■ Testo:
↓

Xasan Daahir Ismaaciil scriveva poesia nel tempo libero con lo pseudonimo Weedhsame. Quella sera del 2017, mentre declamava quei versi , non sapeva ancora che il suo nome sarebbe entrato nella rosa dei poeti riveriti nel paese come saggi dei tempi moderni. Non era consapevole di aver appena avviato un dibattito poetico, e che quel dibattito avrebbe scosso la nazione.

questa poesia inquieta

come un canto per gli agnelli

questa poesia che geme

la responsabilità mi impone di parlare

a voi le circostanze impongono di ascoltare.

Gabriella Giandelli

Quando aveva finito, il testo superava i trecento versi e il video durava più di dieci minuti.

Cominciando a scrivere poesia, da adolescente, Weedhsame aveva avuto la sensazione di liberare qualcosa che portava da sempre dentro di sé. I suoi primi testi parlavano di amore, anche se non aveva mai avuto una ragazza. Il ritmo lo attirava più delle parole. Ma quando aveva preso a scrivere di corruzione, tasse, cattiva gestione delle risorse e nepotismo, le parole erano sgorgate. Non era strano: nella società somala poesia e politica s’intrecciavano. Per un poeta denunciare le ingiustizie che vedeva era considerato un dovere.

↑

■ Dati estratti:
↓

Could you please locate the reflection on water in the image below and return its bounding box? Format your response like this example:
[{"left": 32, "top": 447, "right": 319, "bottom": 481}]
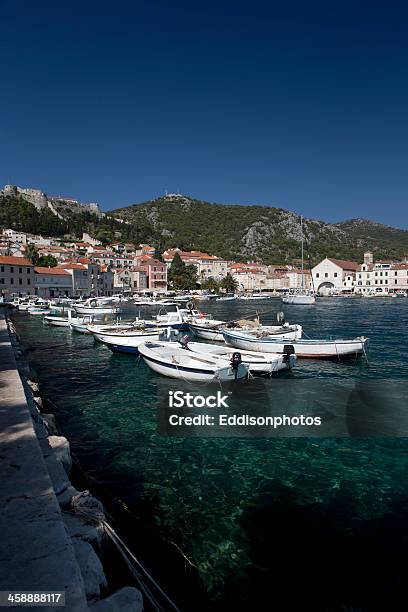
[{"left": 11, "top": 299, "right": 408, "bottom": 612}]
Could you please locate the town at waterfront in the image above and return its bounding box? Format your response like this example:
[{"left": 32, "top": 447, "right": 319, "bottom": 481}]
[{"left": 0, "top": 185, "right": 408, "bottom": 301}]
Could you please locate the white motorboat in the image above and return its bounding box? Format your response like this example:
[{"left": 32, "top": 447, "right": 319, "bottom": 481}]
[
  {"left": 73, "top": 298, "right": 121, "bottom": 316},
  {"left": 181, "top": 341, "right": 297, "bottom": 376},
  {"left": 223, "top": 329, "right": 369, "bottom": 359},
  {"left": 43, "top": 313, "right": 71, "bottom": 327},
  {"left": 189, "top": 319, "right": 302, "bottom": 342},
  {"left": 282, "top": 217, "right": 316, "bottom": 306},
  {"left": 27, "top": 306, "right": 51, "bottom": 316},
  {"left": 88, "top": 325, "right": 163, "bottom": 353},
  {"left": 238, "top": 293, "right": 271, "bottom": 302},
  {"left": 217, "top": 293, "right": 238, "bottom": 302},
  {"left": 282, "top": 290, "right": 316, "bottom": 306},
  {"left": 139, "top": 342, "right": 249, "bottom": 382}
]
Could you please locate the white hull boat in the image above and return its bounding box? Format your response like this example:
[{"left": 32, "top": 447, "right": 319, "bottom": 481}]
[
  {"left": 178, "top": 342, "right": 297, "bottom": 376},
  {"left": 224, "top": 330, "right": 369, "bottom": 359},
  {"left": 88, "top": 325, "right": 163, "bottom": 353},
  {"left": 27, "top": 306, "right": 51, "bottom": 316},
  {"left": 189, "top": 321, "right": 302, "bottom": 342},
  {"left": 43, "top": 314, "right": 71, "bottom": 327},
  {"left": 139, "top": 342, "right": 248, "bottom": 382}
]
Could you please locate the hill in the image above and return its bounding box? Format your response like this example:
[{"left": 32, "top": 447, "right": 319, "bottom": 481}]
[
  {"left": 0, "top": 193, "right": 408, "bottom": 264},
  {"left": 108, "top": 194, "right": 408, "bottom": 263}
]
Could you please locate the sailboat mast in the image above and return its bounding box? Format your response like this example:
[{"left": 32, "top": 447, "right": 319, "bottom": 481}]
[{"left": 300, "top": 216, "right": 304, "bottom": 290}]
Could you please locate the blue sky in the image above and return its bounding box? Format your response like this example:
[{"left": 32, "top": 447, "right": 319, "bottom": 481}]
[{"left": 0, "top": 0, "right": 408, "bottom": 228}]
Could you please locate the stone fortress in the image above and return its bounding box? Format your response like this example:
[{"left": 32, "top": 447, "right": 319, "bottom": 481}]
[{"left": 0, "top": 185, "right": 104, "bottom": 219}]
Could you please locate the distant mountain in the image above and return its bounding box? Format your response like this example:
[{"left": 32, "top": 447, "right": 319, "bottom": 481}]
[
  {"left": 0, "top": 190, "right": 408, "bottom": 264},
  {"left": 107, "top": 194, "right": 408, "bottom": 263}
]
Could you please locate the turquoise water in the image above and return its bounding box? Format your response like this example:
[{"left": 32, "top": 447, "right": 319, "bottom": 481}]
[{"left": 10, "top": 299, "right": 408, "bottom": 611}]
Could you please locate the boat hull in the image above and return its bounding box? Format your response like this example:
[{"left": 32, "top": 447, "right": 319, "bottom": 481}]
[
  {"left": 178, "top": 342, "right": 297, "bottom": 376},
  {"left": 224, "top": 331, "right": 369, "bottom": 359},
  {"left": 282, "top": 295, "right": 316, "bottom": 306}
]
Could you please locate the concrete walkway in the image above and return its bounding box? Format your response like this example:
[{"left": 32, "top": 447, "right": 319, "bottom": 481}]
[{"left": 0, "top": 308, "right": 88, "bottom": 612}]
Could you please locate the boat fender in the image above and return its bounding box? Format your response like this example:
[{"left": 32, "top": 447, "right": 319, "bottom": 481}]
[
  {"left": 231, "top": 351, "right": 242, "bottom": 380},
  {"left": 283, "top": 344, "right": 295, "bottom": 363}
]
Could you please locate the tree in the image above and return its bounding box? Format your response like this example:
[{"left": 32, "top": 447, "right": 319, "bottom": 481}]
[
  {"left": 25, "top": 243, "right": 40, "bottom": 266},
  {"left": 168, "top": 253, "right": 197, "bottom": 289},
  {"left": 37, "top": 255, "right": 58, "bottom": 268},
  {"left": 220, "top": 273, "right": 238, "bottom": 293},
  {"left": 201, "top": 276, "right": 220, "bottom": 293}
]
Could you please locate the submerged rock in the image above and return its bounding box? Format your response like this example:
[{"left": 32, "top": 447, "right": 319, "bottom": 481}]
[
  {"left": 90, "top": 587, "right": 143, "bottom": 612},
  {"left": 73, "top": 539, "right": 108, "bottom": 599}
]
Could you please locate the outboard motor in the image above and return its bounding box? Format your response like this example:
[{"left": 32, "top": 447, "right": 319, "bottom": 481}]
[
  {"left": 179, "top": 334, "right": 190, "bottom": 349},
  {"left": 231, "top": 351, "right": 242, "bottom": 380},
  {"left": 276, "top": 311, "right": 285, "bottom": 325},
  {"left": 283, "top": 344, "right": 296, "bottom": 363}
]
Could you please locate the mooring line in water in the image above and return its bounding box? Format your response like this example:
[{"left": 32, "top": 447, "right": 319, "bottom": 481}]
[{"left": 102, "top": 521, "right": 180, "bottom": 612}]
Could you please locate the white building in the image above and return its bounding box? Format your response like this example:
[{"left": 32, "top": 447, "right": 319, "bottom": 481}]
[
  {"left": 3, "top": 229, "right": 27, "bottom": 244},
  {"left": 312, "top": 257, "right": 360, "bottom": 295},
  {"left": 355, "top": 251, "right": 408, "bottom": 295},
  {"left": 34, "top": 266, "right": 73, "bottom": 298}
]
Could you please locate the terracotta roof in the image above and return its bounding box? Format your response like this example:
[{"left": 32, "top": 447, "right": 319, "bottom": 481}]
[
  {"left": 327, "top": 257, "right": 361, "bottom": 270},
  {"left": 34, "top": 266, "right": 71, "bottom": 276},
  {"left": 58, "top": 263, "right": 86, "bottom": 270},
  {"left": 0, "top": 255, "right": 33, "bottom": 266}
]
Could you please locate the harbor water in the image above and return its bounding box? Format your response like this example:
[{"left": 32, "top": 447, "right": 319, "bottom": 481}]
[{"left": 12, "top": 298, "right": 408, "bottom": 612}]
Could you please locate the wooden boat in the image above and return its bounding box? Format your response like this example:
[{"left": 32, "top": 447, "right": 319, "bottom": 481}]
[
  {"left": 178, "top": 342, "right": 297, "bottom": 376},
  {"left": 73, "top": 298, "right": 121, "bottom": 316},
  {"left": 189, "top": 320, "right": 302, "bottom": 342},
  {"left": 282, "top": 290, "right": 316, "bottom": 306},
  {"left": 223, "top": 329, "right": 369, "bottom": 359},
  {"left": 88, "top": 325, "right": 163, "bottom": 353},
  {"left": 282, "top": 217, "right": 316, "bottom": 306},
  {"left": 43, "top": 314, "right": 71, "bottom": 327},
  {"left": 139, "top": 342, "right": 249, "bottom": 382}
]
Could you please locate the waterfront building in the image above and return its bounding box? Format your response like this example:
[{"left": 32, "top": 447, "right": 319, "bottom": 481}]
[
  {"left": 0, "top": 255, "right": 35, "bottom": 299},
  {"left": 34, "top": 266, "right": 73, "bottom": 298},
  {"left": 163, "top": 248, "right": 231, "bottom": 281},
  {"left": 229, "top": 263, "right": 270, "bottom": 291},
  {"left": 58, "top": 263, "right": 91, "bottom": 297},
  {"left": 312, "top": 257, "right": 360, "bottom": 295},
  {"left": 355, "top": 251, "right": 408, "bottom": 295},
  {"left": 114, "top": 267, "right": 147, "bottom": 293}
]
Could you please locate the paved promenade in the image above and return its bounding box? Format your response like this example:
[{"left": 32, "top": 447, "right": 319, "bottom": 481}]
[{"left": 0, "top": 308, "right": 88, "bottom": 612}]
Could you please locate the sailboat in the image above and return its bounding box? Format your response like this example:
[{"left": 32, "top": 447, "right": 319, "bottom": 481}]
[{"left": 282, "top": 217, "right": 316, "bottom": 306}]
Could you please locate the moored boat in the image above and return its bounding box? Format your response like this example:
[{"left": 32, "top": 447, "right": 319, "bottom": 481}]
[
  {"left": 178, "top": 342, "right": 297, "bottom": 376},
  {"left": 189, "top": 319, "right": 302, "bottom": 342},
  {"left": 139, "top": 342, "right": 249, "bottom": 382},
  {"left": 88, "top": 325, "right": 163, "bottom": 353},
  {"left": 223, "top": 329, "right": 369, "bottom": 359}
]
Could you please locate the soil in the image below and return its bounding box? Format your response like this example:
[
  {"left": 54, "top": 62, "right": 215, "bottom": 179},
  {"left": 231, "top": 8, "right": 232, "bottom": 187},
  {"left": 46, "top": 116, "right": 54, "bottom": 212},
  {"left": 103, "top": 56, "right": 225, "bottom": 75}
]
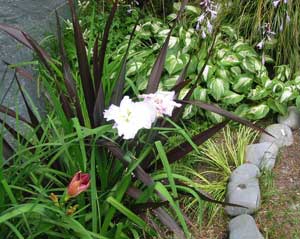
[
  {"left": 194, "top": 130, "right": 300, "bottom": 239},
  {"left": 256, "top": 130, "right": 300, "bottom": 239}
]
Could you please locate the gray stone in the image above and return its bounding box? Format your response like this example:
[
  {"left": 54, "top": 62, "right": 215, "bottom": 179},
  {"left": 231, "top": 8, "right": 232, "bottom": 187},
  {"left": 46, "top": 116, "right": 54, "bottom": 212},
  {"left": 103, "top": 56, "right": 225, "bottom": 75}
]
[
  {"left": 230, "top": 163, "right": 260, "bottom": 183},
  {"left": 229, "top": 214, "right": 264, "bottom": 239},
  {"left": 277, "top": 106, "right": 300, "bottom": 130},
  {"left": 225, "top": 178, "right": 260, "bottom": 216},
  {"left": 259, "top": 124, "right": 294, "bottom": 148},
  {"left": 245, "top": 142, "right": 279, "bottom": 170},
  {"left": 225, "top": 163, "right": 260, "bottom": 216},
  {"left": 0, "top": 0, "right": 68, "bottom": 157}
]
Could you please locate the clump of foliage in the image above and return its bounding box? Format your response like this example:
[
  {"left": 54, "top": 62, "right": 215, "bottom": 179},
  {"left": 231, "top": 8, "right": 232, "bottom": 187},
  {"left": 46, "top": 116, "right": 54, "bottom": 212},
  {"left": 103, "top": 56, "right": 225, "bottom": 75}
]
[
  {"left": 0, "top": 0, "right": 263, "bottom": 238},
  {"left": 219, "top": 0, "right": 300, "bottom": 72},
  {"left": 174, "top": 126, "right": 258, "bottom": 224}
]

↑

■ Compiti:
**A)** Elenchi i temi sui quali, secondo il testo su Weedhsame, le parole del poeta erano sgorgate.
**B)** Riporti il passo del testo su Weedhsame da "la responsabilità mi" fino a "di dieci minuti." incluso, rinominando "circostanze" in "necessità".
**C)** Secondo il testo su Weedhsame, quanto durava il video al termine della declamazione?

■ Risposte:
**A)** Corruzione, tasse, cattiva gestione delle risorse, nepotismo.

**B)**
la responsabilità mi impone di parlare

a voi le necessità impongono di ascoltare.

Gabriella Giandelli

Quando aveva finito, il testo superava i trecento versi e il video durava più di dieci minuti.

**C)** Più di dieci minuti.